» Extrait choisi:
Thérèse de Lisieux, pas si petite que ça !

Sainte Thérèse de l’Enfant Jésus et de la Sainte Face, plus connue dans le monde entier sous le vocable de Thérèse de Lisieux, ou petite Thérèse, a été désignée par le Pape Pie X comme « la plus grande sainte des temps modernes ». Mais qu’a-t-elle donc fait, cette petite carmélite, pour mériter un tel éloge ?

À proprement parler, rien. Ou très peu. Née à Alençon en 1873, grandie à Lisieux après le décès de sa mère alors qu’elle n’a que quatre ans, elle entre au carmel de Lisieux en 1888 et y meurt de la tuberculose neuf ans plus tard, à même pas 25 ans. Pas le temps d’accomplir des exploits extraordinaires, ni d’écrire des sommes théologiques, ni de fonder des congrégations ou des séminaires. La vie cachée d’une carmélite, avec ses joies simples et ses soucis quotidien ; pas de quoi fouetter un chat. Et pourtant, voilà une jeune femme qui n’a jamais ou presque quitté sa Normandie et qui est patronne universelle des missions ! qui n’a écrit que le récit de sa vie et quelques poèmes et récréations pieuses, et qui se retrouve docteur de l’Église ! qui meurt ignorée de tous dans un obscur carmel de province, et dont les reliques font aujourd’hui le tour du monde et attirent des foules innombrables !

» Entrées d'un jeu d'annotations par points:
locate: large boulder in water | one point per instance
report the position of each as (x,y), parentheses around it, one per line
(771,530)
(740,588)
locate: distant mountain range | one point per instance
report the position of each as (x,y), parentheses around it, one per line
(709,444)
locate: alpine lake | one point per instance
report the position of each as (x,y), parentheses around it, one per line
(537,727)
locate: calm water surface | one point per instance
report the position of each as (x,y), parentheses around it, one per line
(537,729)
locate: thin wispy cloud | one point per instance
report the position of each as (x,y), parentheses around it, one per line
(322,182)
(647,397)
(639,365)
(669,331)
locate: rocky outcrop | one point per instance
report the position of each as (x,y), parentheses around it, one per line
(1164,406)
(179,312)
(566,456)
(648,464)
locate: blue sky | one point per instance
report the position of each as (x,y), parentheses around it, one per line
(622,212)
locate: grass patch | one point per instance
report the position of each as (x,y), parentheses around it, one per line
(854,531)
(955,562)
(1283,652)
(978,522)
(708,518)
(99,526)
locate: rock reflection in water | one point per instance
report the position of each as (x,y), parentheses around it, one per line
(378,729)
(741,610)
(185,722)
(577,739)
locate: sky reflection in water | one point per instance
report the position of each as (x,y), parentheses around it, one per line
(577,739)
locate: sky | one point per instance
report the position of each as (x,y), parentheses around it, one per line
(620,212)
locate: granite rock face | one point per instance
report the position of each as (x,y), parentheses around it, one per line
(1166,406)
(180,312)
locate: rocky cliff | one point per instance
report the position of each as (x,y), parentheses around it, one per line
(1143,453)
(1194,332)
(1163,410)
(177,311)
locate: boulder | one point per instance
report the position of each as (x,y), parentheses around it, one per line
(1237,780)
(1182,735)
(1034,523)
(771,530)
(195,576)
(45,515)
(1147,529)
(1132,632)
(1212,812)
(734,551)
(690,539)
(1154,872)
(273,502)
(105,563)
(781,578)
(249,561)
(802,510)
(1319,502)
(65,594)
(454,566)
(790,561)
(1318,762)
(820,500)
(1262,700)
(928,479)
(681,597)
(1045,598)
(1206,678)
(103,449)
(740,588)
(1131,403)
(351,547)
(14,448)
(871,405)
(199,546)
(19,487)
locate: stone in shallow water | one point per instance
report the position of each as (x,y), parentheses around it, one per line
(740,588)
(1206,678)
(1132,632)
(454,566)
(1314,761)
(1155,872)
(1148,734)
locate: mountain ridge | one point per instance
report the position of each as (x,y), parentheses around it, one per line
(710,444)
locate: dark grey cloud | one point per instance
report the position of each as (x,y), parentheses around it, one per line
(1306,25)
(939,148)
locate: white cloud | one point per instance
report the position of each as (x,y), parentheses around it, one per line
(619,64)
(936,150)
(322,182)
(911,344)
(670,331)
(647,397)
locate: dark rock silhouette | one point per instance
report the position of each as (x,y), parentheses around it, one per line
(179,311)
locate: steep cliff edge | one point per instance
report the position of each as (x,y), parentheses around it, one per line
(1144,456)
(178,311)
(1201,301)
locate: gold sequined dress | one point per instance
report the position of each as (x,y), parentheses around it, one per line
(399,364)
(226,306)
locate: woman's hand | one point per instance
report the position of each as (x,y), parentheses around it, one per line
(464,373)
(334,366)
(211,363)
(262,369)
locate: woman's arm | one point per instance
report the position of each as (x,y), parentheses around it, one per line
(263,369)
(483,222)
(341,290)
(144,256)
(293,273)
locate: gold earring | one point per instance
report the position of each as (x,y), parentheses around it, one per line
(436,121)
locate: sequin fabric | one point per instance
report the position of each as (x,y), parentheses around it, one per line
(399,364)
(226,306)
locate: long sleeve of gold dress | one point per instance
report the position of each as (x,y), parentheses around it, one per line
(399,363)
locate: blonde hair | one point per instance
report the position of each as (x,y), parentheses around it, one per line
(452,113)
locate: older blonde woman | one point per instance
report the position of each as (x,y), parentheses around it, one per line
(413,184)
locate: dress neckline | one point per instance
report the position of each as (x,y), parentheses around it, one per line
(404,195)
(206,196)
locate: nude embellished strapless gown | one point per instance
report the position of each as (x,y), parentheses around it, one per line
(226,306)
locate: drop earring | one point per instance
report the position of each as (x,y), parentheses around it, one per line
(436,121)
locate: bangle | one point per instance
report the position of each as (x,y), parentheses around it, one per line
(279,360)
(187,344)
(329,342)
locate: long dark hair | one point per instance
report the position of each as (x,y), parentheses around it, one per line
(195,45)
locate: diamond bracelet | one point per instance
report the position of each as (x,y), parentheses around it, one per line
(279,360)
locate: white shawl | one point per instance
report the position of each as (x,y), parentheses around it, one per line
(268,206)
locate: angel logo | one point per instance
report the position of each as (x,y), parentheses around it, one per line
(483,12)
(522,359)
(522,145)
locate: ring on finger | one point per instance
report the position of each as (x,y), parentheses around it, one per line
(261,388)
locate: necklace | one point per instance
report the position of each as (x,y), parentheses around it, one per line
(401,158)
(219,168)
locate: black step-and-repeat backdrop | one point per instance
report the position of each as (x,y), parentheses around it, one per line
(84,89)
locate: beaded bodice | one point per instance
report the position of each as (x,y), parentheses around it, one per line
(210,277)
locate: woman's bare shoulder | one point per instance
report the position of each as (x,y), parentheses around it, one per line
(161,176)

» Consigne 1: Veuillez recopier, dans l'extrait sur Thérèse de Lisieux, tout le passage depuis « Sainte Thérèse de » jusqu'à « un tel éloge ? ».
» Consigne 2: Condensez sous forme de liste le paragraphe de l'extrait sur Thérèse de Lisieux qui commence par « À proprement parler, rien », en conservant ses faits principaux.
» Consigne 3:
Répondez aux questions suivantes à partir de l'extrait sur Thérèse de Lisieux :
(a) Quel pape l'a désignée comme « la plus grande sainte des temps modernes » ?
(b) Dans quelle ville et en quelle année est-elle née ?
(c) De quelle maladie meurt-elle ?
Les enregistrements constituent un matériau à part, distinct de l'extrait.

» Réponse attendue 1:
Sainte Thérèse de l’Enfant Jésus et de la Sainte Face, plus connue dans le monde entier sous le vocable de Thérèse de Lisieux, ou petite Thérèse, a été désignée par le Pape Pie X comme « la plus grande sainte des temps modernes ». Mais qu’a-t-elle donc fait, cette petite carmélite, pour mériter un tel éloge ?

» Réponse attendue 2:
- Née à Alençon en 1873, elle grandit à Lisieux après la mort de sa mère, survenue quand elle n'a que quatre ans.
- Elle entre au carmel de Lisieux en 1888 et y meurt de la tuberculose neuf ans plus tard, à même pas 25 ans.
- Elle n'accomplit ni exploits extraordinaires, ni sommes théologiques, ni fondations de congrégations ou de séminaires. Elle mène la vie cachée d'une carmélite.
- Elle n'a presque jamais quitté sa Normandie et pourtant, elle est patronne universelle des missions.
- Elle n'a écrit que le récit de sa vie, quelques poèmes et des récréations pieuses, et pourtant elle est docteur de l'Église.
- Elle meurt ignorée de tous dans un obscur carmel de province. Ses reliques font aujourd'hui le tour du monde et attirent des foules innombrables.

» Réponse attendue 3:
(a) Le pape Pie X.
(b) À Alençon, en 1873.
(c) De la tuberculose.